LA nostalgia es un virus latente, no un mal pasajero. Un herpes del alma que se aletarga un tiempo y rebrota en mala hora dejándote en la cara o en el ánimo señales de un desastre en el más inoportuno de los días. En ese, sobre todo, en ese en que conviene tener la cara limpia y el alma de buen ver porque igual vas a votar o al cine.

Ya sé que no es lo mismo.

Una calentura decía la gente antes, y será por eso que se despiertan los virus tras la primavera y me provocan brotes de melancolía que me dejan el alma llena de pompitas como el plástico de envolver las cosas frágiles. No siempre es en verano cuando me puede la ensoñación del tiempo y me abandono al consumo de la melancolía, esa dulce droga que mezclada con el calor de junio, empieza a requerir atención médica, que ya se sabe lo malo que es mezclar y si pasa con las bebidas, qué no pasará con los estados alterados del alma o la conciencia.

Por eso, es mejor no provocar en junio y menos en Granada, esta ciudad que convierte en cotidiano lo que parece sacado de un viaje onírico de Randolph Carter y que eso me pareció a mí Rajoy en el Albaicín el otro día, un viaje onírico poco cotidiano, aunque algo melancólico.

Pero es que en junio en Granada se mezcla todo. Se mezclan las montañas de apuntes con el Corpus y se mezcla el fresco del Darro que pide trasnoche y duermevela, con la estridencia de los despertadores que olvidan que es tiempo de grillos y de festivales y, si no, que se lo digan a Enrique Gámez que está ya a un paso de subir la cuesta de la Alhambra para empezar lo suyo, lo que mima todos los años que por eso digo que es suyo, aunque sea de todos o que se lo digan a Mirito Torreiro o a José Sánchez Montes, la gente del Festival de Cines del Sur, que más que a un paso, se encuentran a medio de apagar las luces de la sala.

Por eso, por lo peligroso que es mezclar, hablaré de las elecciones en otoño.

Filas de un conjunto de datos
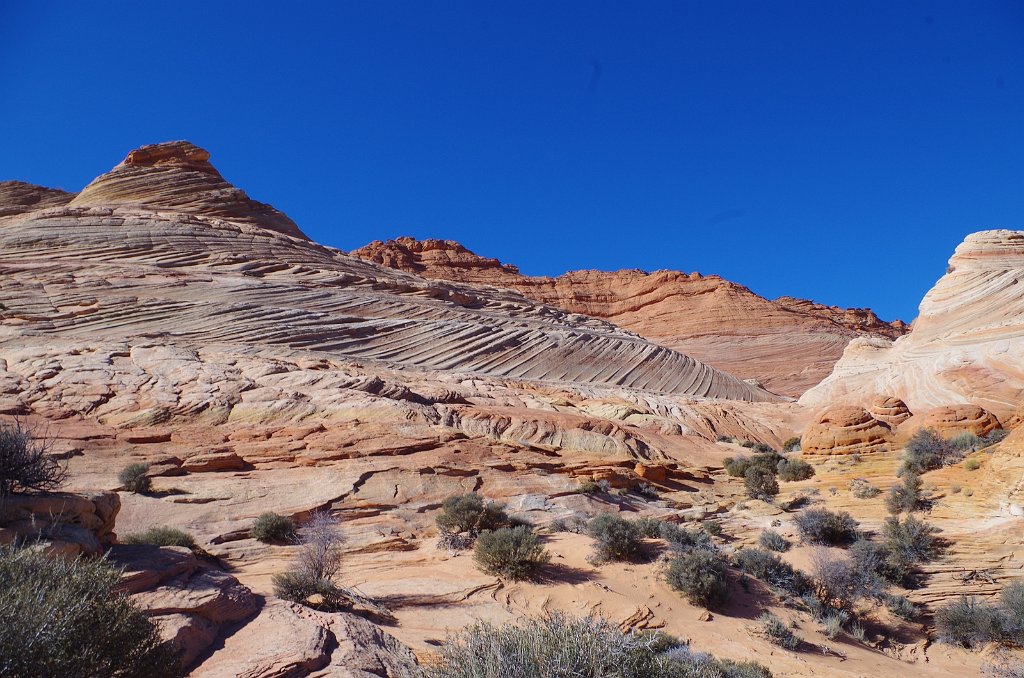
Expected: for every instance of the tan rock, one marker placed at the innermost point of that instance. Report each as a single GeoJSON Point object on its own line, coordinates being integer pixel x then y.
{"type": "Point", "coordinates": [844, 430]}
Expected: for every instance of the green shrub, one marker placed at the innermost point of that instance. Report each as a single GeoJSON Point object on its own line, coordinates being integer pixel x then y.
{"type": "Point", "coordinates": [795, 469]}
{"type": "Point", "coordinates": [272, 527]}
{"type": "Point", "coordinates": [559, 646]}
{"type": "Point", "coordinates": [861, 489]}
{"type": "Point", "coordinates": [133, 478]}
{"type": "Point", "coordinates": [67, 617]}
{"type": "Point", "coordinates": [905, 497]}
{"type": "Point", "coordinates": [777, 632]}
{"type": "Point", "coordinates": [772, 541]}
{"type": "Point", "coordinates": [823, 526]}
{"type": "Point", "coordinates": [700, 577]}
{"type": "Point", "coordinates": [927, 451]}
{"type": "Point", "coordinates": [512, 553]}
{"type": "Point", "coordinates": [470, 514]}
{"type": "Point", "coordinates": [615, 538]}
{"type": "Point", "coordinates": [162, 536]}
{"type": "Point", "coordinates": [771, 569]}
{"type": "Point", "coordinates": [760, 483]}
{"type": "Point", "coordinates": [969, 623]}
{"type": "Point", "coordinates": [901, 607]}
{"type": "Point", "coordinates": [26, 462]}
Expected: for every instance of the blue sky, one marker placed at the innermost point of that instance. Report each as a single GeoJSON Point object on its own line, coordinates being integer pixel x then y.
{"type": "Point", "coordinates": [834, 151]}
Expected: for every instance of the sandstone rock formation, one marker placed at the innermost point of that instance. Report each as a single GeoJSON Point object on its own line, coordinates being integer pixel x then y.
{"type": "Point", "coordinates": [787, 344]}
{"type": "Point", "coordinates": [17, 198]}
{"type": "Point", "coordinates": [65, 523]}
{"type": "Point", "coordinates": [967, 346]}
{"type": "Point", "coordinates": [844, 430]}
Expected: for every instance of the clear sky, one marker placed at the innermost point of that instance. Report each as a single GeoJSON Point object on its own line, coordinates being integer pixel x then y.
{"type": "Point", "coordinates": [834, 151]}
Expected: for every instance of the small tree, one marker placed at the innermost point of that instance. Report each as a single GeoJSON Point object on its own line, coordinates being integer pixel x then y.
{"type": "Point", "coordinates": [27, 463]}
{"type": "Point", "coordinates": [133, 478]}
{"type": "Point", "coordinates": [513, 553]}
{"type": "Point", "coordinates": [67, 617]}
{"type": "Point", "coordinates": [700, 577]}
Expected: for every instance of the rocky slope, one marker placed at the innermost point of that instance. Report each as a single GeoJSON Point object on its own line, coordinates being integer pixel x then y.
{"type": "Point", "coordinates": [787, 344]}
{"type": "Point", "coordinates": [967, 345]}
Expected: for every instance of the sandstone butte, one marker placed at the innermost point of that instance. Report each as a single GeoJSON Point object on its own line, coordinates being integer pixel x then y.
{"type": "Point", "coordinates": [787, 344]}
{"type": "Point", "coordinates": [162, 315]}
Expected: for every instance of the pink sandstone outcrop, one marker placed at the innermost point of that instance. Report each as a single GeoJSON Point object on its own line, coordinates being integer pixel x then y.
{"type": "Point", "coordinates": [18, 197]}
{"type": "Point", "coordinates": [889, 410]}
{"type": "Point", "coordinates": [178, 176]}
{"type": "Point", "coordinates": [788, 344]}
{"type": "Point", "coordinates": [953, 419]}
{"type": "Point", "coordinates": [967, 346]}
{"type": "Point", "coordinates": [64, 523]}
{"type": "Point", "coordinates": [845, 430]}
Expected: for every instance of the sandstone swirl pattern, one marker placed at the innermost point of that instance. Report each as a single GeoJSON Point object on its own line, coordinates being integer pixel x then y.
{"type": "Point", "coordinates": [786, 344]}
{"type": "Point", "coordinates": [967, 345]}
{"type": "Point", "coordinates": [163, 248]}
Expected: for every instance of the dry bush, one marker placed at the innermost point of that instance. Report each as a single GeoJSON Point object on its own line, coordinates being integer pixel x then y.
{"type": "Point", "coordinates": [27, 463]}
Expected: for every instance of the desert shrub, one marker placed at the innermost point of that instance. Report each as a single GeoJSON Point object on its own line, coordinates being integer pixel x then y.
{"type": "Point", "coordinates": [772, 541]}
{"type": "Point", "coordinates": [861, 489]}
{"type": "Point", "coordinates": [927, 451]}
{"type": "Point", "coordinates": [26, 462]}
{"type": "Point", "coordinates": [133, 478]}
{"type": "Point", "coordinates": [993, 436]}
{"type": "Point", "coordinates": [713, 527]}
{"type": "Point", "coordinates": [839, 582]}
{"type": "Point", "coordinates": [615, 538]}
{"type": "Point", "coordinates": [795, 469]}
{"type": "Point", "coordinates": [1012, 604]}
{"type": "Point", "coordinates": [901, 606]}
{"type": "Point", "coordinates": [771, 569]}
{"type": "Point", "coordinates": [512, 553]}
{"type": "Point", "coordinates": [823, 526]}
{"type": "Point", "coordinates": [777, 632]}
{"type": "Point", "coordinates": [681, 539]}
{"type": "Point", "coordinates": [316, 564]}
{"type": "Point", "coordinates": [594, 488]}
{"type": "Point", "coordinates": [67, 617]}
{"type": "Point", "coordinates": [905, 497]}
{"type": "Point", "coordinates": [161, 536]}
{"type": "Point", "coordinates": [573, 524]}
{"type": "Point", "coordinates": [760, 483]}
{"type": "Point", "coordinates": [969, 623]}
{"type": "Point", "coordinates": [908, 543]}
{"type": "Point", "coordinates": [558, 645]}
{"type": "Point", "coordinates": [470, 514]}
{"type": "Point", "coordinates": [272, 527]}
{"type": "Point", "coordinates": [700, 577]}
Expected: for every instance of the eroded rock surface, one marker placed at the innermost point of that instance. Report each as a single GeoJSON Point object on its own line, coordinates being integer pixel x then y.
{"type": "Point", "coordinates": [788, 344]}
{"type": "Point", "coordinates": [967, 346]}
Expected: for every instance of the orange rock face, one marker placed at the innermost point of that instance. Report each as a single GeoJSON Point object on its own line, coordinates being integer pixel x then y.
{"type": "Point", "coordinates": [787, 344]}
{"type": "Point", "coordinates": [844, 430]}
{"type": "Point", "coordinates": [950, 420]}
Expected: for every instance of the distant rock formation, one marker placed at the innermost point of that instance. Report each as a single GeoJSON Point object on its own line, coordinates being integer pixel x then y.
{"type": "Point", "coordinates": [177, 176]}
{"type": "Point", "coordinates": [967, 346]}
{"type": "Point", "coordinates": [787, 345]}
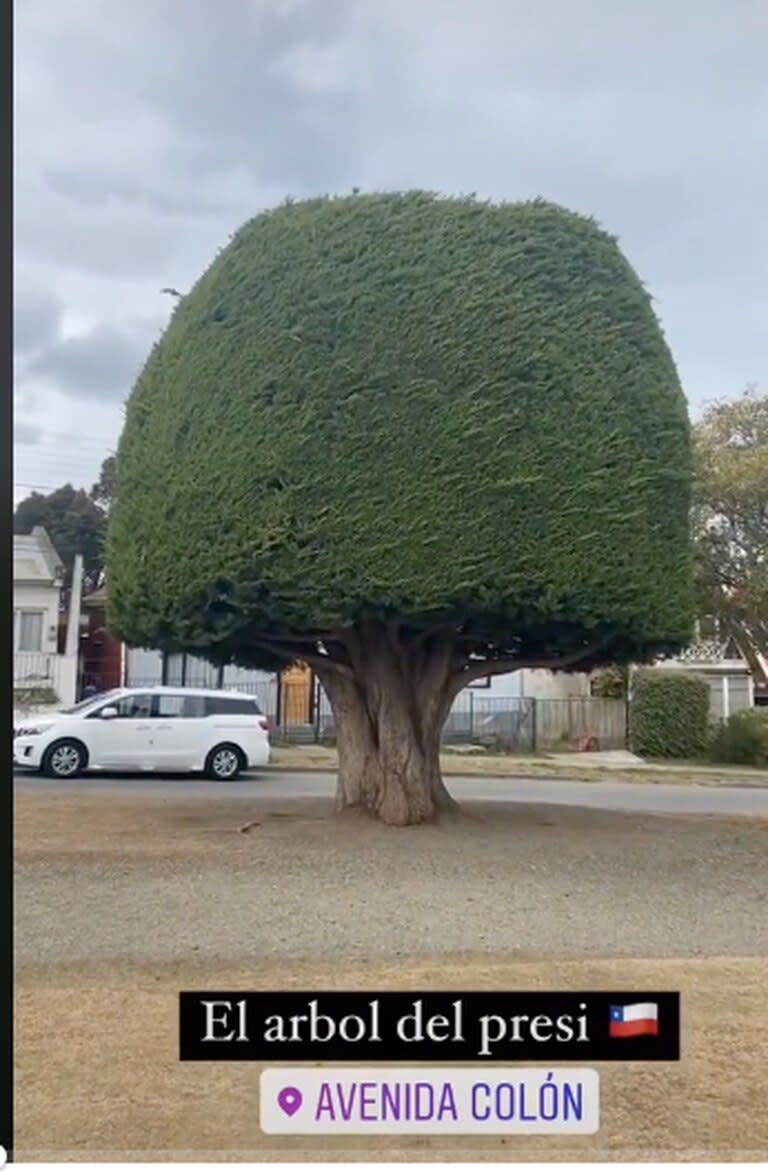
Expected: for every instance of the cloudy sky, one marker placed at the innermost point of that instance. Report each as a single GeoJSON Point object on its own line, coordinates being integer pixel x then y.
{"type": "Point", "coordinates": [147, 131]}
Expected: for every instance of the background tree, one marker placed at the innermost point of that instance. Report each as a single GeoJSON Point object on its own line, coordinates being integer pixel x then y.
{"type": "Point", "coordinates": [410, 441]}
{"type": "Point", "coordinates": [74, 523]}
{"type": "Point", "coordinates": [102, 492]}
{"type": "Point", "coordinates": [731, 522]}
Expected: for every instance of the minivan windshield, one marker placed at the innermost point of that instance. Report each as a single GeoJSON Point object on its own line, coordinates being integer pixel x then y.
{"type": "Point", "coordinates": [89, 702]}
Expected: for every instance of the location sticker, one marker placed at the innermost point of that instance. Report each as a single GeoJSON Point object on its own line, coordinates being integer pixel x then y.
{"type": "Point", "coordinates": [290, 1099]}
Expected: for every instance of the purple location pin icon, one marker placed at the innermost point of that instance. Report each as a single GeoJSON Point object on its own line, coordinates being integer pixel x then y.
{"type": "Point", "coordinates": [290, 1099]}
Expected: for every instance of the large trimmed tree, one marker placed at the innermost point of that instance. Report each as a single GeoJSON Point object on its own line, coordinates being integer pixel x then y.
{"type": "Point", "coordinates": [409, 441]}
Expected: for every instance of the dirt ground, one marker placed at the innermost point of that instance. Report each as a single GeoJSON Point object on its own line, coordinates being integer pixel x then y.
{"type": "Point", "coordinates": [96, 1041]}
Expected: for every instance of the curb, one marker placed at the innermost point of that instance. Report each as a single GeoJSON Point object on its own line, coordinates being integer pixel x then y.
{"type": "Point", "coordinates": [650, 778]}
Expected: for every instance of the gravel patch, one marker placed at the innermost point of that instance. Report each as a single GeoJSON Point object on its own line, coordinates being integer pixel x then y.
{"type": "Point", "coordinates": [161, 880]}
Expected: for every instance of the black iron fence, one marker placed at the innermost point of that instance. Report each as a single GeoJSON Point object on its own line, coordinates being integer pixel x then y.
{"type": "Point", "coordinates": [301, 714]}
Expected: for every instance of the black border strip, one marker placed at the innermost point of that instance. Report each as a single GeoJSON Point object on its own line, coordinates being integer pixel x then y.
{"type": "Point", "coordinates": [6, 461]}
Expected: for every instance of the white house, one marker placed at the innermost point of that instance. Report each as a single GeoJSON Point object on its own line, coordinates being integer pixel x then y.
{"type": "Point", "coordinates": [38, 580]}
{"type": "Point", "coordinates": [722, 666]}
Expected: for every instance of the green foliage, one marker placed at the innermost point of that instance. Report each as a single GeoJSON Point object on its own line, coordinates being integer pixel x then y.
{"type": "Point", "coordinates": [400, 404]}
{"type": "Point", "coordinates": [731, 520]}
{"type": "Point", "coordinates": [668, 714]}
{"type": "Point", "coordinates": [742, 740]}
{"type": "Point", "coordinates": [74, 523]}
{"type": "Point", "coordinates": [102, 492]}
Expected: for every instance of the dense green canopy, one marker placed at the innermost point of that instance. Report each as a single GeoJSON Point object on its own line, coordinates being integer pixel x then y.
{"type": "Point", "coordinates": [407, 406]}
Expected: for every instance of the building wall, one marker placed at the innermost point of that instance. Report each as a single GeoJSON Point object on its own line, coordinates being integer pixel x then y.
{"type": "Point", "coordinates": [144, 667]}
{"type": "Point", "coordinates": [43, 599]}
{"type": "Point", "coordinates": [535, 685]}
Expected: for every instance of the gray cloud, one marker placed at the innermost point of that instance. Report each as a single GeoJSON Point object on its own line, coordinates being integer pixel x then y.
{"type": "Point", "coordinates": [36, 319]}
{"type": "Point", "coordinates": [148, 136]}
{"type": "Point", "coordinates": [102, 363]}
{"type": "Point", "coordinates": [27, 434]}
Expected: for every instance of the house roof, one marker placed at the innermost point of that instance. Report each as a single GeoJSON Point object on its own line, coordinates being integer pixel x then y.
{"type": "Point", "coordinates": [28, 547]}
{"type": "Point", "coordinates": [96, 597]}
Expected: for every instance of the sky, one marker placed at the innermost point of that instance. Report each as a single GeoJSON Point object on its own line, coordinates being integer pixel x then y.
{"type": "Point", "coordinates": [147, 133]}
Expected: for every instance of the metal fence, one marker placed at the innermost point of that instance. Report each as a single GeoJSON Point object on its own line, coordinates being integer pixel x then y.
{"type": "Point", "coordinates": [301, 714]}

• _ENUNCIADO DE TAREA_
Resume en dos oraciones el texto sobre la nostalgia y junio en Granada. Las filas no guardan ninguna relación con el texto.

• _RESPUESTA ESCRITA_
La nostalgia es un virus latente que rebrota en el día más inoportuno y que, mezclada con el calor de junio, provoca brotes de melancolía. En junio en Granada se mezcla todo, desde los apuntes y el Corpus hasta los festivales, y por lo peligroso que es mezclar, de las elecciones se hablará en otoño.